┌─ Records provided

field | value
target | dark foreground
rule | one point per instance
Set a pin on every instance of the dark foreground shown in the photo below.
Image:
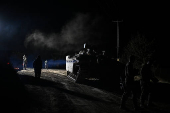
(55, 93)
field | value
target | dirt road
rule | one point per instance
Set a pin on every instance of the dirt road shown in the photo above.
(55, 93)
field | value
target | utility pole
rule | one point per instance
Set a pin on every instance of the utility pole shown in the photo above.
(117, 38)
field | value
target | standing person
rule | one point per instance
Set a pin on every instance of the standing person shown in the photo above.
(24, 62)
(129, 84)
(146, 85)
(46, 65)
(37, 64)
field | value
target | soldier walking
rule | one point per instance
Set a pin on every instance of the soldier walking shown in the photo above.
(146, 85)
(37, 64)
(24, 62)
(46, 65)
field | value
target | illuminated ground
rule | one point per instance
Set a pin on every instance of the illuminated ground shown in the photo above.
(55, 93)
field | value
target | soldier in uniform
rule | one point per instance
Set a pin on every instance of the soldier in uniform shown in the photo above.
(146, 85)
(46, 65)
(24, 62)
(129, 84)
(37, 64)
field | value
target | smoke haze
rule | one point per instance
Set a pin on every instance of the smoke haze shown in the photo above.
(72, 36)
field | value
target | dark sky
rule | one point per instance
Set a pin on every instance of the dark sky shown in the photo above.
(65, 25)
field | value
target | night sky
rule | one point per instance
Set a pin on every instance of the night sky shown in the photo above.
(63, 26)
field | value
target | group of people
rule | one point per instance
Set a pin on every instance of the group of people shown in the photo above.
(37, 65)
(130, 86)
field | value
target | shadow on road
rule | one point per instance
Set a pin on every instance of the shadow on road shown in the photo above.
(47, 83)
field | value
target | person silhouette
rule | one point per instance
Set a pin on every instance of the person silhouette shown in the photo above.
(37, 64)
(129, 84)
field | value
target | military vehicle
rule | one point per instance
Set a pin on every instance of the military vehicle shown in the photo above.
(91, 65)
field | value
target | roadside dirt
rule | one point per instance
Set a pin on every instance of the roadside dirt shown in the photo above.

└─

Task goal
Copy all the data exactly as written, but skip any picture.

Response to this task
field | value
target | dark foreground
rule | one point per instance
Set a pin on every instance of the dark foreground shown in the photo below.
Image:
(55, 93)
field | value
target | dirt road
rule | one point per instance
Set a pin on every instance of the dirt road shown in the photo above.
(55, 93)
field | value
target | utility pole
rule | one point per instance
Set a pin on every instance of the utility pole shown in the photo above.
(117, 38)
field | value
target | standing person
rule | one point per instance
Set a pin on every instance of the standing person shown in the photo above.
(24, 62)
(129, 84)
(146, 85)
(46, 65)
(37, 64)
field | value
target | soldier walking
rule | one point per instance
Set a pin on every instance of the soldier walking shown in the photo above.
(146, 85)
(37, 64)
(24, 62)
(46, 65)
field | value
target | illuminated ground
rule | one point per instance
Set a pin on every instance of the illuminated ground shown in the photo above.
(55, 93)
field | value
target | soldier in uniform
rule | one point per instance
Set a pin on every instance of the soldier in uniform shown in the photo above.
(146, 85)
(46, 65)
(24, 62)
(129, 84)
(37, 64)
field | value
target | smoke haze
rule | one point per instance
Set a pin on every instance of the smoke haze shown in the photo above.
(72, 36)
field | value
target | dark sky
rule | one point per instance
Set a pin on every instance of the dark sky shown in the photo above.
(65, 25)
field | value
target | night sky
rule | one point per instance
Set a pin on every instance of the night sky shown in the photo above.
(63, 26)
field | value
target | group of people
rule | one point per instance
Set a pin on every instance of the group of people shown in the photo above.
(37, 65)
(130, 86)
field | value
target | shadow on road
rule | one point per instance
Set a pin on every instance of the shadow on road shown in the photo above.
(47, 83)
field | value
target | person silhouette
rule | one point per instance
Set a pin on every instance of the person silhouette shown in the photo above.
(37, 64)
(129, 84)
field | value
target | military vehicle
rule | one point per instance
Set a pin on every instance of the military vehicle shown in the photo above.
(91, 65)
field | value
target | roadside dirt
rule | one point per instance
Set a pin on every instance of the roadside dirt shown in the photo above.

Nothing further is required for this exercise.